→ **EXERCISE AIM**:
Transcribe the records that follow, preserving every word.

→ **PROVIDED ENTRIES**:
===
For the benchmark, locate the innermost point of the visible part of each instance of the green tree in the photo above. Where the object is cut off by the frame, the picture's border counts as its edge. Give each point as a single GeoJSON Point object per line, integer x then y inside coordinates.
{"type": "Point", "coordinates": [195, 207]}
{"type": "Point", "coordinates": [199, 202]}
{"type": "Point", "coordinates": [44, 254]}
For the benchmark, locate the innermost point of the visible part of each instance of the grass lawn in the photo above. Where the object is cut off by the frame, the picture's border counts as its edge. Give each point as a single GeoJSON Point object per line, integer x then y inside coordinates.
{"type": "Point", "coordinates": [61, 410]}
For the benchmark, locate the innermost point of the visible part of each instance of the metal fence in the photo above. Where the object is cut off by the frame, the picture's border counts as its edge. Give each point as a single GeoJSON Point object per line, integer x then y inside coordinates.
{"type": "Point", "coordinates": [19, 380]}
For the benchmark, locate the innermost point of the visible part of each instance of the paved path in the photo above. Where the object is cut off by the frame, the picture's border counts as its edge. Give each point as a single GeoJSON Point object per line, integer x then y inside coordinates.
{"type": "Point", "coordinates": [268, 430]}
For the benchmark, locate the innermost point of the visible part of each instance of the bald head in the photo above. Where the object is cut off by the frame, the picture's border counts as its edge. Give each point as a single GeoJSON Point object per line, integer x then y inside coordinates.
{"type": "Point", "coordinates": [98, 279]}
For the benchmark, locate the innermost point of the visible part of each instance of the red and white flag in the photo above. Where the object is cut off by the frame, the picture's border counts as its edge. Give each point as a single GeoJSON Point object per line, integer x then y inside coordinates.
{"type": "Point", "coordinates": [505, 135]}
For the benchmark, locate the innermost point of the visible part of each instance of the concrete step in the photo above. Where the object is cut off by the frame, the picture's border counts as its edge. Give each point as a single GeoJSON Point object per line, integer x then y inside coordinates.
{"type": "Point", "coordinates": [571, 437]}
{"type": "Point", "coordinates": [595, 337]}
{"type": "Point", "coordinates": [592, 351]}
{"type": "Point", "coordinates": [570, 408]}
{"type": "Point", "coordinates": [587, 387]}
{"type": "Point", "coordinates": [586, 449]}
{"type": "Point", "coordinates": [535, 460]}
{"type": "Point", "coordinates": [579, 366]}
===
→ **WRITTEN REPLY**:
For the benchmark, locate the innermost point of the visible part of each instance of the green tree in the photo above. Where the object is cut off by the frame, the picture's border counts as its edge. Give each point as a single GeoJSON Point object per line, integer x then y inside coordinates.
{"type": "Point", "coordinates": [195, 207]}
{"type": "Point", "coordinates": [199, 202]}
{"type": "Point", "coordinates": [44, 254]}
For the benchmark, locate the innermost point of the visible part of each instance of the grass lawn in the photo above. Where the object is cut off by the frame, the picture's border counts as its edge. Give each point as a single GeoJSON Point object per line, integer x then y inside coordinates.
{"type": "Point", "coordinates": [61, 410]}
For the benchmark, locate the innermost point of the visible part of each instance of the metal fence in the photo above. Where the object is cut off by the frame, the picture's border counts as its edge. Give each point as a single GeoJSON Point object per line, integer x then y inside coordinates.
{"type": "Point", "coordinates": [19, 380]}
For the benchmark, locate the innermost point of the visible part of each instance of the paved path in the photo above. Where the object is cut off by the frame, the picture's border counts as its edge. Give each point as a single GeoJSON Point object per line, integer x then y inside coordinates.
{"type": "Point", "coordinates": [268, 430]}
For the benchmark, locate the innermost point of the visible part of each instance of the bald head in the photo above. Where the object is cut off by the frame, the picture's border counts as its edge. Give each point as a single GeoJSON Point object per line, integer x then y inside coordinates.
{"type": "Point", "coordinates": [98, 279]}
For the benchmark, locate the innermost point of the visible part of each instance of the red and white flag in the photo above. Where the object is cut off by the frame, the picture's border counts as its edge. Give each point as a single GeoJSON Point object per line, integer x then y inside coordinates.
{"type": "Point", "coordinates": [505, 135]}
For the benchmark, locate the innermost point of the visible part of each instance of the concrete step in the photo above. Where the object is cut off by the frame, the picture's border counts as its edge. Give each point as a single GeoJSON Point object per line, integer x then y inside coordinates.
{"type": "Point", "coordinates": [571, 437]}
{"type": "Point", "coordinates": [595, 337]}
{"type": "Point", "coordinates": [592, 351]}
{"type": "Point", "coordinates": [570, 408]}
{"type": "Point", "coordinates": [587, 387]}
{"type": "Point", "coordinates": [586, 449]}
{"type": "Point", "coordinates": [535, 460]}
{"type": "Point", "coordinates": [579, 366]}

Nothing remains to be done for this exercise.